● Problem to solve
Output all of the data below without changing a word, and exclude the pictures.

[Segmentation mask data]

===

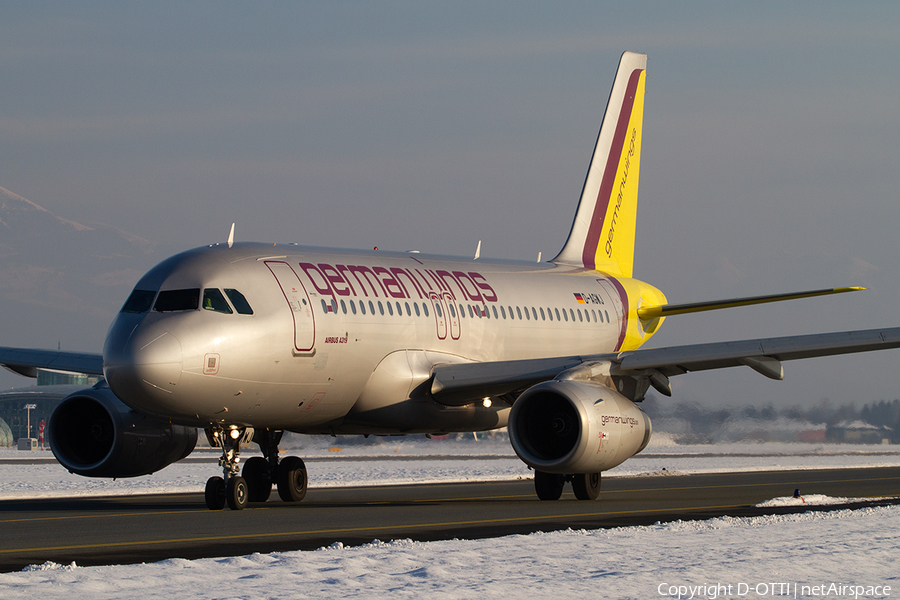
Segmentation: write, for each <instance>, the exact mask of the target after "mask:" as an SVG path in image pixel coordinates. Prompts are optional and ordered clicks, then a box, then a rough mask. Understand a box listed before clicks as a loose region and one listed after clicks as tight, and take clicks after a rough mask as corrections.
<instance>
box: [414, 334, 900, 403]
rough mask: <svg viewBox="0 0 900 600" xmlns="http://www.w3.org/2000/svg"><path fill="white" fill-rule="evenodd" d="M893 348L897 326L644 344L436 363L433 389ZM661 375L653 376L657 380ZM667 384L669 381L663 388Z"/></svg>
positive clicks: (465, 397)
mask: <svg viewBox="0 0 900 600" xmlns="http://www.w3.org/2000/svg"><path fill="white" fill-rule="evenodd" d="M891 348H900V327H893V328H889V329H870V330H866V331H844V332H838V333H819V334H812V335H797V336H787V337H777V338H763V339H756V340H739V341H734V342H714V343H709V344H694V345H687V346H671V347H668V348H648V349H640V350H632V351H628V352H620V353H617V354H597V355H590V356H569V357H559V358H544V359H532V360H518V361H503V362H482V363H456V364H440V365H435V366H434V367H433V368H432V374H433V379H432V384H431V393H432V395H433V396H434V397H435V399H436V400H437V401H438V402H441V403H443V404H449V405H461V404H464V403H466V402H472V401H474V400H477V399H480V398H482V397H484V396H498V395H502V394H507V393H511V392H516V391H522V390H524V389H526V388H528V387H530V386H532V385H534V384H536V383H539V382H541V381H548V380H551V379H555V378H556V377H558V376H559V375H560V374H562V373H563V372H564V371H571V372H573V373H574V370H575V369H578V368H579V367H581V366H585V367H587V366H589V365H590V364H599V363H609V365H610V368H609V372H608V373H609V374H610V375H613V376H624V377H628V376H630V375H631V376H635V377H637V376H644V375H647V374H648V373H649V374H650V375H651V377H650V379H651V381H652V380H654V377H653V376H652V375H656V374H659V375H663V376H664V378H663V381H664V380H665V378H668V377H671V376H673V375H681V374H683V373H687V372H690V371H705V370H708V369H722V368H725V367H738V366H741V365H744V366H748V367H750V368H752V369H754V370H755V371H757V372H759V373H761V374H763V375H765V376H766V377H770V378H772V379H782V378H783V377H784V373H783V370H782V368H781V362H782V361H785V360H797V359H801V358H813V357H816V356H833V355H836V354H851V353H854V352H870V351H873V350H888V349H891ZM584 372H585V373H589V372H590V370H589V369H588V370H586V371H584ZM659 381H660V379H658V378H657V379H656V382H657V383H658V382H659ZM657 383H655V384H654V387H657ZM666 385H667V382H666V383H665V384H663V388H664V387H665V386H666ZM657 389H660V388H657ZM660 391H662V392H663V393H665V391H663V390H660Z"/></svg>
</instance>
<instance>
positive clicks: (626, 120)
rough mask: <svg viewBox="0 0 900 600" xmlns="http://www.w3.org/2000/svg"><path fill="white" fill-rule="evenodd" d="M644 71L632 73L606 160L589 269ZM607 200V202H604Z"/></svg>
mask: <svg viewBox="0 0 900 600" xmlns="http://www.w3.org/2000/svg"><path fill="white" fill-rule="evenodd" d="M641 73H643V69H635V70H634V71H633V72H632V73H631V77H630V78H629V80H628V85H627V86H626V87H625V99H624V101H623V102H622V111H621V112H620V113H619V122H618V123H617V124H616V133H615V135H614V136H613V141H612V147H611V148H610V150H609V156H608V157H607V159H606V170H605V171H604V172H603V179H602V180H601V181H600V192H599V193H598V194H597V203H596V204H595V205H594V214H593V215H592V216H591V225H590V227H589V228H588V234H587V239H586V240H585V242H584V249H583V250H582V254H581V260H582V262H583V263H584V266H585V267H586V268H588V269H595V268H597V265H596V264H595V259H596V256H597V247H598V246H599V245H600V234H601V233H602V232H603V221H604V219H605V218H606V211H607V209H608V208H609V201H610V199H611V198H610V196H611V195H612V189H613V185H614V183H615V177H616V170H617V168H618V166H619V159H620V158H622V147H623V146H624V145H625V137H626V135H627V133H628V121H629V120H630V119H631V110H632V109H633V108H634V95H635V90H637V84H638V80H639V79H640V77H641ZM604 198H605V200H603V199H604Z"/></svg>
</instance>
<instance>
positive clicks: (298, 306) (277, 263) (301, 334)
mask: <svg viewBox="0 0 900 600" xmlns="http://www.w3.org/2000/svg"><path fill="white" fill-rule="evenodd" d="M266 266H267V267H269V270H270V271H271V272H272V275H274V276H275V280H276V281H278V285H279V286H281V291H282V292H283V293H284V299H285V300H287V303H288V306H289V307H290V309H291V317H292V318H293V320H294V352H297V353H303V354H309V353H312V352H313V345H314V344H315V339H316V326H315V317H314V316H313V310H312V303H311V302H310V299H309V294H307V293H306V288H305V287H304V286H303V283H302V282H301V281H300V278H299V277H298V276H297V273H296V271H294V269H293V268H292V267H291V266H290V265H289V264H287V263H283V262H274V261H266Z"/></svg>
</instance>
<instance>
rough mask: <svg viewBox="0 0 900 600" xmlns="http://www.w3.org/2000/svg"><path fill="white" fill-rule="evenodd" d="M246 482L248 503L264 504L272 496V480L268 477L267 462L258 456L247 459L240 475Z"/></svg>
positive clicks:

===

● Solution to the exercise
Segmentation: write, for each <instance>, the exact mask of the target after "mask:" as an SVG path in image pixel coordinates. Prompts are optional and ordered clicks, then a box, then a rough mask. Understand a box listed before clicks as a loose region and one listed after clicks as tight, and take clicks after a rough mask as corrections.
<instance>
box: [414, 334, 900, 403]
rough mask: <svg viewBox="0 0 900 600" xmlns="http://www.w3.org/2000/svg"><path fill="white" fill-rule="evenodd" d="M893 348L897 326L644 344L436 363L433 389ZM661 375L653 376L657 380ZM667 384L669 381L663 388Z"/></svg>
positive clicks: (465, 397)
mask: <svg viewBox="0 0 900 600" xmlns="http://www.w3.org/2000/svg"><path fill="white" fill-rule="evenodd" d="M891 348H900V327H893V328H889V329H870V330H866V331H844V332H838V333H819V334H812V335H797V336H787V337H777V338H763V339H756V340H739V341H734V342H714V343H709V344H694V345H687V346H671V347H668V348H648V349H640V350H632V351H628V352H620V353H617V354H597V355H590V356H569V357H559V358H544V359H532V360H518V361H503V362H482V363H456V364H440V365H435V366H434V367H433V368H432V374H433V379H432V384H431V393H432V395H433V396H434V397H435V399H436V400H437V401H438V402H441V403H443V404H449V405H461V404H464V403H466V402H472V401H474V400H477V399H480V398H482V397H484V396H498V395H502V394H507V393H511V392H516V391H522V390H524V389H526V388H528V387H530V386H532V385H534V384H536V383H539V382H541V381H548V380H551V379H555V378H556V377H558V376H559V375H560V374H562V373H563V372H564V371H571V372H573V373H574V370H575V369H578V368H579V367H581V366H585V367H587V366H589V365H590V364H599V363H609V365H610V368H609V372H608V373H609V374H610V375H613V376H624V377H628V376H630V375H631V376H635V377H637V376H644V375H647V374H648V373H649V374H650V375H651V377H650V379H651V381H652V380H654V377H653V376H652V375H656V374H659V375H663V376H664V378H663V381H664V380H665V378H668V377H671V376H673V375H681V374H683V373H687V372H690V371H705V370H708V369H722V368H725V367H738V366H741V365H744V366H748V367H750V368H752V369H754V370H755V371H757V372H759V373H761V374H763V375H765V376H766V377H770V378H772V379H782V378H783V377H784V373H783V370H782V368H781V362H782V361H785V360H797V359H801V358H813V357H816V356H833V355H836V354H851V353H854V352H870V351H873V350H888V349H891ZM584 372H585V373H589V372H590V370H589V369H588V370H586V371H584ZM659 381H660V379H658V378H657V379H656V382H657V383H658V382H659ZM657 383H655V384H654V387H657ZM666 385H667V382H666V383H665V384H663V388H664V387H665V386H666ZM657 389H660V388H657ZM660 391H662V392H663V393H665V391H663V390H660Z"/></svg>
</instance>
<instance>
positive clicks: (626, 120)
rough mask: <svg viewBox="0 0 900 600" xmlns="http://www.w3.org/2000/svg"><path fill="white" fill-rule="evenodd" d="M644 71L632 73L606 160L589 269ZM607 200V202H604Z"/></svg>
mask: <svg viewBox="0 0 900 600" xmlns="http://www.w3.org/2000/svg"><path fill="white" fill-rule="evenodd" d="M641 73H643V69H635V70H634V71H633V72H632V73H631V77H630V78H629V80H628V85H627V86H626V87H625V99H624V101H623V102H622V111H621V112H620V113H619V122H618V123H617V124H616V133H615V135H614V136H613V141H612V147H611V148H610V150H609V156H608V157H607V159H606V170H605V171H604V172H603V179H602V180H601V181H600V192H599V193H598V194H597V203H596V204H595V205H594V214H593V215H592V216H591V225H590V227H589V228H588V234H587V239H586V240H585V242H584V249H583V250H582V254H581V260H582V262H583V263H584V266H585V267H586V268H588V269H595V268H597V265H596V264H595V259H596V256H597V247H598V246H599V245H600V234H601V233H602V232H603V221H604V219H605V218H606V211H607V209H608V208H609V201H610V199H611V198H610V196H611V195H612V189H613V185H614V183H615V177H616V170H617V168H618V166H619V159H620V158H622V147H623V146H624V145H625V137H626V135H627V133H628V121H629V120H630V119H631V110H632V109H633V108H634V95H635V90H637V84H638V80H639V79H640V77H641ZM604 198H605V200H603V199H604Z"/></svg>
</instance>
<instance>
positive clicks: (298, 306) (277, 263) (301, 334)
mask: <svg viewBox="0 0 900 600" xmlns="http://www.w3.org/2000/svg"><path fill="white" fill-rule="evenodd" d="M266 266H267V267H269V270H270V271H271V272H272V275H274V276H275V280H276V281H278V285H279V286H281V291H282V292H283V293H284V299H285V300H287V303H288V306H289V307H290V309H291V317H292V318H293V320H294V352H297V353H303V354H309V353H312V352H313V345H314V344H315V339H316V326H315V317H314V316H313V310H312V303H311V302H310V299H309V294H307V293H306V288H305V287H304V286H303V283H302V282H301V281H300V278H299V277H298V276H297V273H296V271H294V269H293V268H292V267H291V266H290V265H289V264H287V263H283V262H274V261H266Z"/></svg>
</instance>
<instance>
rough mask: <svg viewBox="0 0 900 600" xmlns="http://www.w3.org/2000/svg"><path fill="white" fill-rule="evenodd" d="M246 482L248 503L264 504L272 496V480L268 477L267 462L258 456L247 459L240 475Z"/></svg>
positive clicks:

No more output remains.